— SET OF TASKS —
**a)** Answer these questions about the passage about Sindh:
(i) When and on what did the man cook his only meal of the day?
(ii) What had the province offered to thousands of Urdu-speaking families after Partition?
(iii) Which date served as the narrator's initiation into the soul of the province?
**b)** Please write out the passage about Sindh, starting at "He used to cook" and ending at "look for inspiration.".
**c)** Summarize the passage about Sindh in two sentences.

— QUOTED TEXT —
☆ ☆ ☆

He used to cook his only meal of the day late in the evening on a small stove. Even then, he used to insist on sharing it with me. I had never come across such a man in my family environment. I realised that life was much deeper and vaster than what family confines could offer. The real human beings were found where I was taught not to look for inspiration.

4th March served me as initiation into the soul of the province that had offered refuge to thousands of Urdu-speaking families like mine when they migrated to this country after Partition. With time, on becoming proficient in Sindhi language and going to the various cities and rural areas of Sindh as an activist, I impregnated myself with the deeply humanistic substrate of the Sindhi civilisation. With Jam Saqi, I came to meet luminaries like Hyder Bakhsh Jatoi, Ibrahim Joyo, Sobho Gianchandani, Usman Diplai and others.

☆ ☆ ☆

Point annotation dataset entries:
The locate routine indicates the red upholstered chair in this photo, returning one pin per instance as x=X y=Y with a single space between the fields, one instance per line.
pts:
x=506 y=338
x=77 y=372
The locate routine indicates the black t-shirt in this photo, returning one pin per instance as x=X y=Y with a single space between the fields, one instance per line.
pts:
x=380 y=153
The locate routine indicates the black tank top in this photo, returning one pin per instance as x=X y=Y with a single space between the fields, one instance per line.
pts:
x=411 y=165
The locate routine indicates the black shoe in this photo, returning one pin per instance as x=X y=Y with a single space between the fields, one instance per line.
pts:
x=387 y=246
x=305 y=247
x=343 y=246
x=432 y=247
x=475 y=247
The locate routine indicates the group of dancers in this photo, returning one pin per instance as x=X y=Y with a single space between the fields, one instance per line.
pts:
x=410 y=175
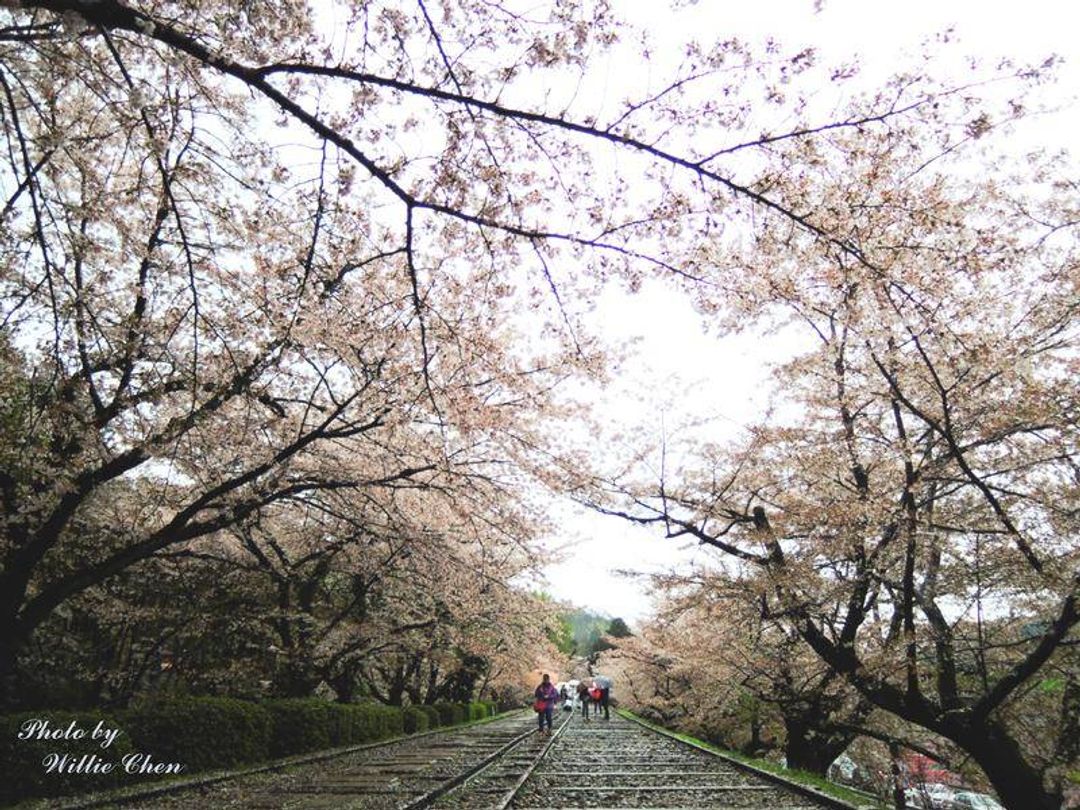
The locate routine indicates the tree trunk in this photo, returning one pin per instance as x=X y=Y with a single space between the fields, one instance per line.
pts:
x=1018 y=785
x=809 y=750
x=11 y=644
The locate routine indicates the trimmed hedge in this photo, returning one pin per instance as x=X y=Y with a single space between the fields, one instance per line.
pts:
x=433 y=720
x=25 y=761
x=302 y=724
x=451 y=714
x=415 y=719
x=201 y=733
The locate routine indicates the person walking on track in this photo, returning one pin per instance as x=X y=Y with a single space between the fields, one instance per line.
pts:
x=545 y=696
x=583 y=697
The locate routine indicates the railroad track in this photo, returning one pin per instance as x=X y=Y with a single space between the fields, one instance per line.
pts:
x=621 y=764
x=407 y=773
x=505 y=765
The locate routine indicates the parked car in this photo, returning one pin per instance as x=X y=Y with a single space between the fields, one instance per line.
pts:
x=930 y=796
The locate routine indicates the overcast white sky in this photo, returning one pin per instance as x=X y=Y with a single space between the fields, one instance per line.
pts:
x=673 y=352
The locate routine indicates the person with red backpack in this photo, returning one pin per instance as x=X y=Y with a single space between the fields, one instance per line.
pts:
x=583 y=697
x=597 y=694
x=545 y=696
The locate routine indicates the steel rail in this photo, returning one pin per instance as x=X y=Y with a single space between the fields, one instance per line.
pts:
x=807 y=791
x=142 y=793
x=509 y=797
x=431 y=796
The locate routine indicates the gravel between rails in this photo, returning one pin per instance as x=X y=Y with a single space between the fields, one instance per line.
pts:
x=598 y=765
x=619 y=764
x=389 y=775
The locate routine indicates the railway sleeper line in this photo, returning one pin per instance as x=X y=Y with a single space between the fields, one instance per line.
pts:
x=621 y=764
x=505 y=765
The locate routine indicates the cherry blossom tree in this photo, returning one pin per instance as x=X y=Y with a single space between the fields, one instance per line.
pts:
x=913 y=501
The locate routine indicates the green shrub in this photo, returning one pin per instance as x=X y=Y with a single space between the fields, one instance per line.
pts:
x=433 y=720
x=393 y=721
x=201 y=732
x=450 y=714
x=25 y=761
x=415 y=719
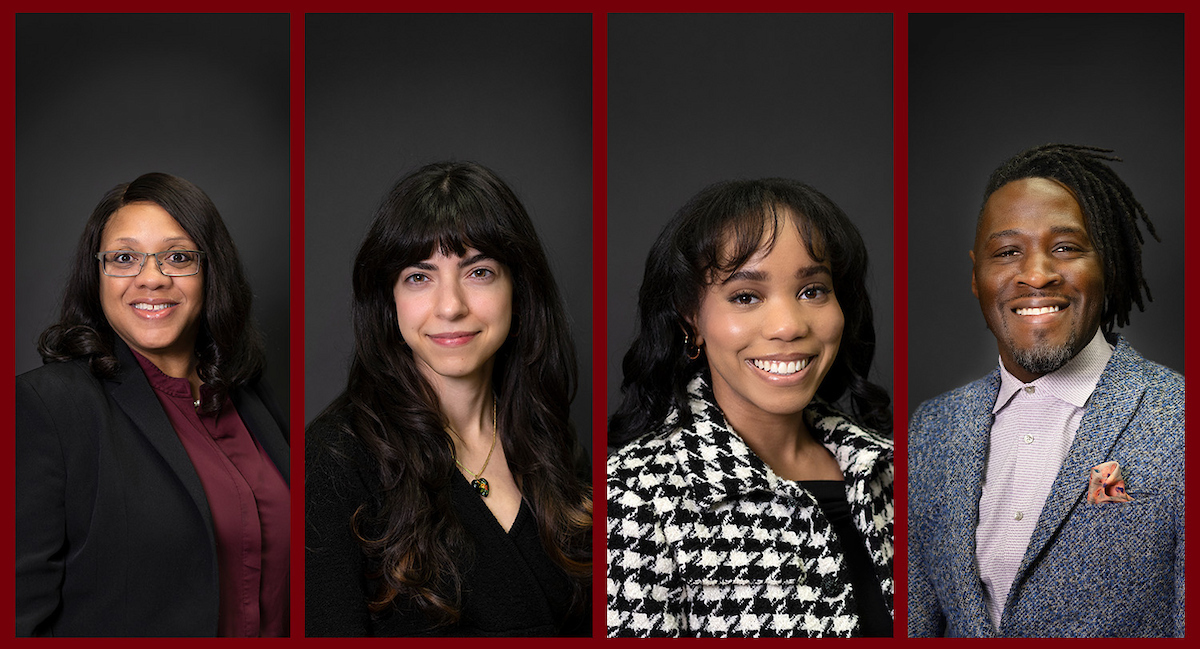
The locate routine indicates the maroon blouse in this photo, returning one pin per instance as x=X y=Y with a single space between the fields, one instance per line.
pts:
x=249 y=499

☆ ☆ ☆

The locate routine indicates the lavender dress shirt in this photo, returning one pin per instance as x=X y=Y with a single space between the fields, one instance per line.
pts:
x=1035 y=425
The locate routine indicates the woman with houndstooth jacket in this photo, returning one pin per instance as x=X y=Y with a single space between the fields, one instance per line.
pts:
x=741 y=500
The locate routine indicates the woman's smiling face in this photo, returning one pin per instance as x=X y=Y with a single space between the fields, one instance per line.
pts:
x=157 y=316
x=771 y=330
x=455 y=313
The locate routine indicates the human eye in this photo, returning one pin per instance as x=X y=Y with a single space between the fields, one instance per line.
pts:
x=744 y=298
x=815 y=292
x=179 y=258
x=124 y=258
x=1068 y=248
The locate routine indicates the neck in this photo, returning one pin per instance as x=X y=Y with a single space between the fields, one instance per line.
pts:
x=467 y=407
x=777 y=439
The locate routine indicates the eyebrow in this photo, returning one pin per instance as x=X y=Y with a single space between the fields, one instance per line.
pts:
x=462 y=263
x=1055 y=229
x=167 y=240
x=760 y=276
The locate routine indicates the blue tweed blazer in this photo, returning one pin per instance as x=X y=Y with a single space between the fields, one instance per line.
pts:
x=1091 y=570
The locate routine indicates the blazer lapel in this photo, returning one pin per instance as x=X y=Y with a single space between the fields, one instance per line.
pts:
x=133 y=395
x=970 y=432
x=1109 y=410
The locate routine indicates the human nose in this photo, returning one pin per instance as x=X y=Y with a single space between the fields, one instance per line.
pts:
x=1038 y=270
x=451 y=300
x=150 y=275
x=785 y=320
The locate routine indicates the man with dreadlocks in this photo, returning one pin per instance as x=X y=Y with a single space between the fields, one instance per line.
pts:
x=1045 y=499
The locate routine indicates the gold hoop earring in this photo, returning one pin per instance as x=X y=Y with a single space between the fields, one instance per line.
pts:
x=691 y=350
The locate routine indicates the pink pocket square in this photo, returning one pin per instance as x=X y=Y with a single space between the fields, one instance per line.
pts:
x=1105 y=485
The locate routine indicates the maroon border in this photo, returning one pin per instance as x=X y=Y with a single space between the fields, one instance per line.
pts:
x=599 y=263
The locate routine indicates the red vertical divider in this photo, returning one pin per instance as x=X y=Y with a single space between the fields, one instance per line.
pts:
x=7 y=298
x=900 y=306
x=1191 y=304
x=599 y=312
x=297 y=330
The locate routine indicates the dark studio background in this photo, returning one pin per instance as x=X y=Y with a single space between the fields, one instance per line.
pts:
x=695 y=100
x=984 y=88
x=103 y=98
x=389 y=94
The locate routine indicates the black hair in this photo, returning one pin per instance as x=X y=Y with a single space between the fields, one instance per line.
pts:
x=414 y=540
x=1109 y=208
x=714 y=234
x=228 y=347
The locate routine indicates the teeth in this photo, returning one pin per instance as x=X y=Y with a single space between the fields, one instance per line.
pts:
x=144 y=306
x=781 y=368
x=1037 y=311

☆ ☆ ☆

— THE ANSWERS —
**a)**
(i) Late in the evening, on a small stove.
(ii) Refuge.
(iii) 4th March.

**b)**
He used to cook his only meal of the day late in the evening on a small stove. Even then, he used to insist on sharing it with me. I had never come across such a man in my family environment. I realised that life was much deeper and vaster than what family confines could offer. The real human beings were found where I was taught not to look for inspiration.

**c)** The narrator met a man who cooked only one meal a day yet insisted on sharing it, and came to realize that life was deeper and vaster than family confines could offer. The 4th of March initiated the narrator into the soul of Sindh, which had given refuge to Urdu-speaking families after Partition, and through learning Sindhi and working as an activist, the narrator absorbed the humanistic substrate of Sindhi civilization and met luminaries such as Hyder Bakhsh Jatoi and Ibrahim Joyo.